:: DIRECTION ::
Rewrite everything from the line containing "Trace the outline of every instance of the **man's" down to the line containing "Give the mask of the **man's", changing "man's short dark hair" to "person's short dark hair" and leaving all else untouched. Return only those lines.

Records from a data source

+-------+

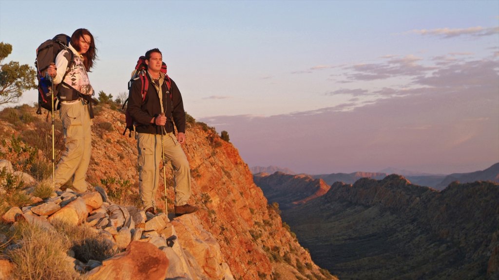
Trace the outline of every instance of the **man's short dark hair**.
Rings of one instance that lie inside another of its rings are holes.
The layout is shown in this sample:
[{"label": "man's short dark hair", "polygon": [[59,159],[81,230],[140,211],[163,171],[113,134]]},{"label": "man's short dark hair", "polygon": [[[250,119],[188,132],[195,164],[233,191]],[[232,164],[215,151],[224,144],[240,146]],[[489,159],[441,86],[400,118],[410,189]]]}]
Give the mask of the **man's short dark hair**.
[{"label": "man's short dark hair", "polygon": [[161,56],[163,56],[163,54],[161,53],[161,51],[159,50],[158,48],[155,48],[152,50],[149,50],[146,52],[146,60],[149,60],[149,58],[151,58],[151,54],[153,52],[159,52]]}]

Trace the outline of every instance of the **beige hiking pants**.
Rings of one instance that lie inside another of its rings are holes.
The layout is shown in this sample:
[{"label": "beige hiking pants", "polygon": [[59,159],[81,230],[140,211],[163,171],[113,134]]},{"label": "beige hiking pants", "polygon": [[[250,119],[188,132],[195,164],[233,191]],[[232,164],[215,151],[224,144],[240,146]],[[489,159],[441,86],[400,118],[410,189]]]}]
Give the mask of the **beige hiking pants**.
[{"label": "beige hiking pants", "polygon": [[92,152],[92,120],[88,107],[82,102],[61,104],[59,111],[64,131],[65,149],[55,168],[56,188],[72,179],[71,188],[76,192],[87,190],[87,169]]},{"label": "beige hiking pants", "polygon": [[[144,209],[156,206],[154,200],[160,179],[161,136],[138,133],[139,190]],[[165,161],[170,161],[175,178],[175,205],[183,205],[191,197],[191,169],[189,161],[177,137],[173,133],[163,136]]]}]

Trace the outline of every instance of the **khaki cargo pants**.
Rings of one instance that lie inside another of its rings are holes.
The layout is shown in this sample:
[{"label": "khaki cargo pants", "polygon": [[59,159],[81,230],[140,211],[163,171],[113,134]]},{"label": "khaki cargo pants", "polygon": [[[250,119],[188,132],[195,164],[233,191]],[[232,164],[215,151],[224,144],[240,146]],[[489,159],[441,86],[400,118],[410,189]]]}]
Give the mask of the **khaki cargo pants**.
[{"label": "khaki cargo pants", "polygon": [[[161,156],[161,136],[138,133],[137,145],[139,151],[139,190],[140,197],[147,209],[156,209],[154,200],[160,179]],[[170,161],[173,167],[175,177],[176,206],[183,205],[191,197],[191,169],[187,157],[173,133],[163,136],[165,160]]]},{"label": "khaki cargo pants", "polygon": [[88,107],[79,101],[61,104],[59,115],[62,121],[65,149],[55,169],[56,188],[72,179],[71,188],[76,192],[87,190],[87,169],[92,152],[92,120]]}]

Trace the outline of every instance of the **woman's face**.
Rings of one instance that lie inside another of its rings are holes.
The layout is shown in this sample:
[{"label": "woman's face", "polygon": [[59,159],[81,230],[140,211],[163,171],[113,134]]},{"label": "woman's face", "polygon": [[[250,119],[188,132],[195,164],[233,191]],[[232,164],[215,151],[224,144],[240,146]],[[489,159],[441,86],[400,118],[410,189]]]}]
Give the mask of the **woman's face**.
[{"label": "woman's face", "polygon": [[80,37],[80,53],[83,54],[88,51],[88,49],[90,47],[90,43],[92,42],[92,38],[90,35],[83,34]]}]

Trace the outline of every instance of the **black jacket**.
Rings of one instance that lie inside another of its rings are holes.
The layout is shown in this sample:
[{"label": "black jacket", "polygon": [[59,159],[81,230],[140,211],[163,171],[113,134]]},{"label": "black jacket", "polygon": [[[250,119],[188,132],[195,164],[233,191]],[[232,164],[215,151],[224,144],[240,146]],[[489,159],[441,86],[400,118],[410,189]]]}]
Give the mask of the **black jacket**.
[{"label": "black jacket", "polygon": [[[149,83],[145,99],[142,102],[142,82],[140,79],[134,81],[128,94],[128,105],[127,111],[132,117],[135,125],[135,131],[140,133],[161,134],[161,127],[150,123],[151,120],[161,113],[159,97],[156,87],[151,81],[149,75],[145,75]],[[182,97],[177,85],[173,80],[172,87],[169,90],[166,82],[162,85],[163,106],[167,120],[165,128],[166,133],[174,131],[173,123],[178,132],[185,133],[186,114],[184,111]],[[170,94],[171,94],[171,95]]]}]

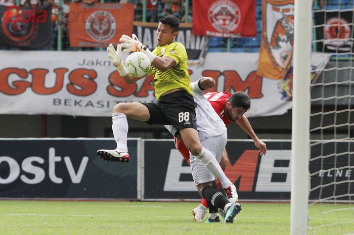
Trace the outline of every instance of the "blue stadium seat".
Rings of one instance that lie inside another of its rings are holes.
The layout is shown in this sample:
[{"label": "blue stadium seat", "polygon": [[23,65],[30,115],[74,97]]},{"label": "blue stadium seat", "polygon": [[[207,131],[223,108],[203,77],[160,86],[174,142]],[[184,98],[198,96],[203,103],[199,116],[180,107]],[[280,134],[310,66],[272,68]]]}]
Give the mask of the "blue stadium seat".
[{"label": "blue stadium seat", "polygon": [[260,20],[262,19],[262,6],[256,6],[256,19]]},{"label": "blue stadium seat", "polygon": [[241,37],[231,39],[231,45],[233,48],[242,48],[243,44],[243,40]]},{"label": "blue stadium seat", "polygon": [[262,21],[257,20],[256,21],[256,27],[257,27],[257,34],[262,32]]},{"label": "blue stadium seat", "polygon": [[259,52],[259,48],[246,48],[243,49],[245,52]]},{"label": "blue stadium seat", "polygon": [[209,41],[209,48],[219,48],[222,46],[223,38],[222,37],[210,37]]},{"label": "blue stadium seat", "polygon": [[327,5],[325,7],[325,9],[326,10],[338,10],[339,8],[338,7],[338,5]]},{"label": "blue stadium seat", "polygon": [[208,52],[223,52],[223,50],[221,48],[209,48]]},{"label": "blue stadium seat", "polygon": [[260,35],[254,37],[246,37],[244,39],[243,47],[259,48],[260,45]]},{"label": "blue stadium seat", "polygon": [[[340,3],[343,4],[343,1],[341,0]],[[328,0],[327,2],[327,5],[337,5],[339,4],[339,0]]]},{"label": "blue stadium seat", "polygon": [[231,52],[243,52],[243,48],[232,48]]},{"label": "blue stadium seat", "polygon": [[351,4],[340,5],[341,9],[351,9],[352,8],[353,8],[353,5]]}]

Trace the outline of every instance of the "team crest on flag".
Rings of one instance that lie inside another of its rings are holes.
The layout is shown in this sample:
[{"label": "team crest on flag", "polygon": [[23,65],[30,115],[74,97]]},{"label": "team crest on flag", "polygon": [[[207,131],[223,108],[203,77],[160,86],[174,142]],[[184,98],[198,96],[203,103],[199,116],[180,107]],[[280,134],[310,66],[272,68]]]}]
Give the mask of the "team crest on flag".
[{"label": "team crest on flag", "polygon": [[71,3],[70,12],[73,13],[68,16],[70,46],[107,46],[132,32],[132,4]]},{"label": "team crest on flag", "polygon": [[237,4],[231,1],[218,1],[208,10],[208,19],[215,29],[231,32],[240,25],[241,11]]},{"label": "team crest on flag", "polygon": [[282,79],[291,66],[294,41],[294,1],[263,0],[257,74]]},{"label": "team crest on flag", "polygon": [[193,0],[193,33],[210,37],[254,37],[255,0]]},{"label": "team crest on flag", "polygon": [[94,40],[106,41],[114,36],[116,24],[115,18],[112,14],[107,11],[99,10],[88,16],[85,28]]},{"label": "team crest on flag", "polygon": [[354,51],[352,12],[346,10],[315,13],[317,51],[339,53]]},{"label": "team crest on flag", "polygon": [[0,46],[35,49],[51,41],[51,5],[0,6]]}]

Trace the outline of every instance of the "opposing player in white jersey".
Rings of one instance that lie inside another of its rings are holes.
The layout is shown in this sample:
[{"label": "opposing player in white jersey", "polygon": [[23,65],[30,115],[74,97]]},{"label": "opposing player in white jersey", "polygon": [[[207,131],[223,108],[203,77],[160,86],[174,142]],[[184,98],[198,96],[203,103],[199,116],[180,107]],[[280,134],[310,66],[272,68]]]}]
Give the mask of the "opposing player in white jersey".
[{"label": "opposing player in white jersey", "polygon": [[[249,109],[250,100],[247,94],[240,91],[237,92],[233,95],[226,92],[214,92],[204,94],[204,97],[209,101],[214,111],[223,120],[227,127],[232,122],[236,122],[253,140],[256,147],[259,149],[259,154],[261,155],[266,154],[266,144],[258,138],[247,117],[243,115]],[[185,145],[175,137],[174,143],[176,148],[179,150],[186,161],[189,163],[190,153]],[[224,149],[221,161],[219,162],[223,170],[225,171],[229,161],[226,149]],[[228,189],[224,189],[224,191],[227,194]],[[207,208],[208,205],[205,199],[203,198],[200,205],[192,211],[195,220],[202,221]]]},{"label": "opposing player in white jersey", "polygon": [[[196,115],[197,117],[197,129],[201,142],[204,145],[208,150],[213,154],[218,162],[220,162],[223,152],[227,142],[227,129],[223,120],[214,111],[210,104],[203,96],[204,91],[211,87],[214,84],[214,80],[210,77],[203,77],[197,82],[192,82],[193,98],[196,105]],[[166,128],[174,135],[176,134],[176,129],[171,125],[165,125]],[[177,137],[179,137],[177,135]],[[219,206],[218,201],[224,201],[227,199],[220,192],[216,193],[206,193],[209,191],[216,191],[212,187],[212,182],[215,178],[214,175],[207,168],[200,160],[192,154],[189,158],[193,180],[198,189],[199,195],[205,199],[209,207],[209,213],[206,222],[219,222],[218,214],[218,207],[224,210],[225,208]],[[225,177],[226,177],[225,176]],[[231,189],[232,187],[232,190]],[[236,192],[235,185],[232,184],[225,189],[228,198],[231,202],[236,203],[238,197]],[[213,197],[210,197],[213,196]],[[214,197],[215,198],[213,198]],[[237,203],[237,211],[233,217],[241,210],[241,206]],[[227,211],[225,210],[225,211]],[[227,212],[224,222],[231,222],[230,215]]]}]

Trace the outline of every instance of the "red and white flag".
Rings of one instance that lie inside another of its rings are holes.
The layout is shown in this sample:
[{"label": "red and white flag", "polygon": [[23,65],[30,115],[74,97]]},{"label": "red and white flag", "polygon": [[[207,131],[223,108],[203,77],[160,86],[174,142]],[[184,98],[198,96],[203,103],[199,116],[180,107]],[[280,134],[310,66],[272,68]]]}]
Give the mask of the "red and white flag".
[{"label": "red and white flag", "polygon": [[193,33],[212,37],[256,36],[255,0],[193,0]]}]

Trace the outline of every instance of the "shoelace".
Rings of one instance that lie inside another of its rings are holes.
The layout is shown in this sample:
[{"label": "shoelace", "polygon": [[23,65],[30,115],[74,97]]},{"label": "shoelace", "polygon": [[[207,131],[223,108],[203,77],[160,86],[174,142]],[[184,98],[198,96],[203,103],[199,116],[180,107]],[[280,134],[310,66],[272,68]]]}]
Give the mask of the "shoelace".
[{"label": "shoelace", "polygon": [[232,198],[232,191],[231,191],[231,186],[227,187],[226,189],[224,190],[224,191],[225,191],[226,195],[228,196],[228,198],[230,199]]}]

+-------+

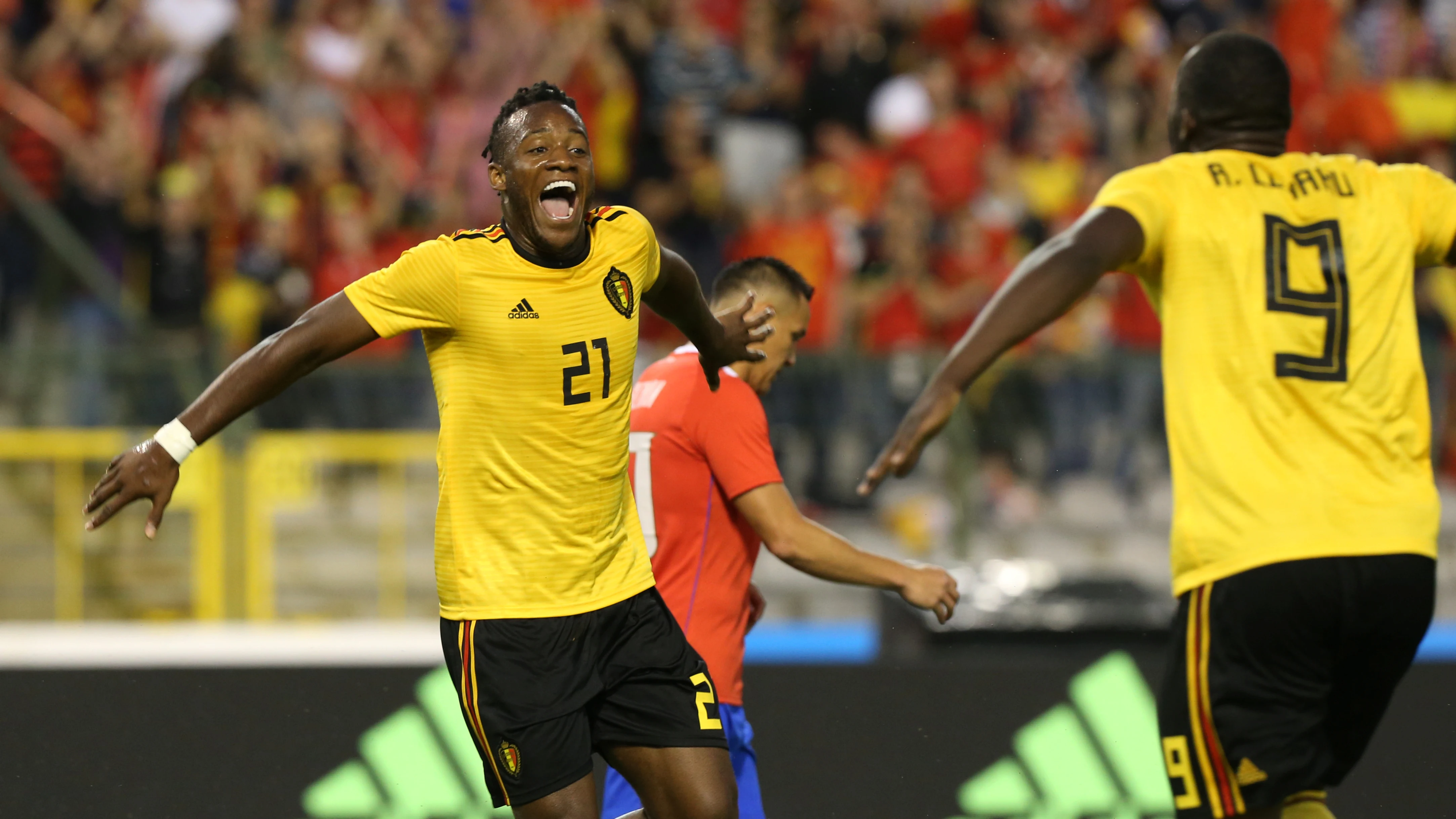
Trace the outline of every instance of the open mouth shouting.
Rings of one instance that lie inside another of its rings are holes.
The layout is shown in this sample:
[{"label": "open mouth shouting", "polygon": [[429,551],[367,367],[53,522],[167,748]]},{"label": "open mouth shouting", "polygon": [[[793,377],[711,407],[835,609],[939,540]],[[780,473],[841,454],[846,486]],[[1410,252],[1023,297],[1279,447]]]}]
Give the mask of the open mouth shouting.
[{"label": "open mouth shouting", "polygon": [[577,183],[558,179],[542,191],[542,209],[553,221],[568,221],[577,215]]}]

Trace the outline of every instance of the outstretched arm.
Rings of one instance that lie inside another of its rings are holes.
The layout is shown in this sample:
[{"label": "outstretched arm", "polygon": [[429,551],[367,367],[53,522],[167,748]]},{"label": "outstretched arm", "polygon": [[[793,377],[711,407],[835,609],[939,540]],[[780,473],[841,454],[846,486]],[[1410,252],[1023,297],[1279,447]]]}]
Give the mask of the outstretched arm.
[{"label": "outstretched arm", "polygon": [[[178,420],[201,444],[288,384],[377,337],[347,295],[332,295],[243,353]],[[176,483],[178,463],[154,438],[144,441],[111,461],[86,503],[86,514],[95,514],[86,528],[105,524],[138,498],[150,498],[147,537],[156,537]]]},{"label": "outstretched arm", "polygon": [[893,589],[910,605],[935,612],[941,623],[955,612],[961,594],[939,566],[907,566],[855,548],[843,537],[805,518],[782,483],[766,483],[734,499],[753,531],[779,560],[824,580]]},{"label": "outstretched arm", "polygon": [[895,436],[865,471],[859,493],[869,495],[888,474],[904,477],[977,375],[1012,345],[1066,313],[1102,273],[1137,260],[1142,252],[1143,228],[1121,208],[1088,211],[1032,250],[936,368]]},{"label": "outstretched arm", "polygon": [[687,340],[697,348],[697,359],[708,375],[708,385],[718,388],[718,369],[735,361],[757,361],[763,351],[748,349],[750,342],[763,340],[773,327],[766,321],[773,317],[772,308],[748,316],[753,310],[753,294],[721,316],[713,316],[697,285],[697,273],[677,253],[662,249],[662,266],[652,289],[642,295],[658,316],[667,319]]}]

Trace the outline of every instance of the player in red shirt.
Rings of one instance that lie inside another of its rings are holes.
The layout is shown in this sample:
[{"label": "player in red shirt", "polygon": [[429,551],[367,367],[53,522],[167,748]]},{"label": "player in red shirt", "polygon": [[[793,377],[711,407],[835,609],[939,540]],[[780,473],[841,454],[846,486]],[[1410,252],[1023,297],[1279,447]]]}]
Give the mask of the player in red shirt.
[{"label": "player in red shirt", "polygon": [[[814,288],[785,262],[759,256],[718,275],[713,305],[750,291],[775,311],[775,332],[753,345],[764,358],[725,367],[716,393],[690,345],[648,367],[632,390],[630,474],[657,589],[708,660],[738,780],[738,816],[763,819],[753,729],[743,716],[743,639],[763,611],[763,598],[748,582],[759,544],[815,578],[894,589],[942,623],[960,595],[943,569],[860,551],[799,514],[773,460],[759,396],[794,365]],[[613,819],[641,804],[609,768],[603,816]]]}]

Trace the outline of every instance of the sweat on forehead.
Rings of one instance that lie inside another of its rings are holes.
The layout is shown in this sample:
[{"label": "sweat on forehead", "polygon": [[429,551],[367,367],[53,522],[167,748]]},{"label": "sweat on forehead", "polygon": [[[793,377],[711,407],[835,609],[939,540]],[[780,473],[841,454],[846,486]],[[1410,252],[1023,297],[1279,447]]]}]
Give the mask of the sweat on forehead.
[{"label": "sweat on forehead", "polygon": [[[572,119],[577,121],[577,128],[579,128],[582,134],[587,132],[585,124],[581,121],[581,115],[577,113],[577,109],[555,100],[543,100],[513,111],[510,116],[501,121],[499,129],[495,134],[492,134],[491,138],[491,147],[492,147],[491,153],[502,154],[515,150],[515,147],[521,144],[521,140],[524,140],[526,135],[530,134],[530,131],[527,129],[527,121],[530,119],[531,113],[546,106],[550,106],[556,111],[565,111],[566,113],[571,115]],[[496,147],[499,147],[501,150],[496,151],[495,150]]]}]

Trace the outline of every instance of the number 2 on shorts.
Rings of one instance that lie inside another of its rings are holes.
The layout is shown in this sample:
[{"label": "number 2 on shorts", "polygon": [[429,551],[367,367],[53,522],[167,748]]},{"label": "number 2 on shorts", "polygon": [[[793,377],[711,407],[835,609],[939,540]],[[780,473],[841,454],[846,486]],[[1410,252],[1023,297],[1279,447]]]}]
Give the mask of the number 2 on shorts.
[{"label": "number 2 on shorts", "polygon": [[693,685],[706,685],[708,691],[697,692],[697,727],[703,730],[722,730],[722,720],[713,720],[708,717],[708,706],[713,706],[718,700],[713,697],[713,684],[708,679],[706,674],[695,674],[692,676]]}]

+-------+

:: ANSWER TO THIS EXERCISE ::
Trace the outline of every instance of the **person's short dark hair**.
Rings of one instance that lie inside another of its rings are holes.
The layout is shown in this sample:
[{"label": "person's short dark hair", "polygon": [[59,159],[81,230],[140,211],[163,171],[113,134]]},{"label": "person's short dark hair", "polygon": [[[250,119],[188,132],[195,164],[233,191]],[[232,164],[215,151],[224,144],[240,146]],[[489,159],[441,86],[400,118],[410,189]]]}]
Give the mask of the **person's short dark hair**.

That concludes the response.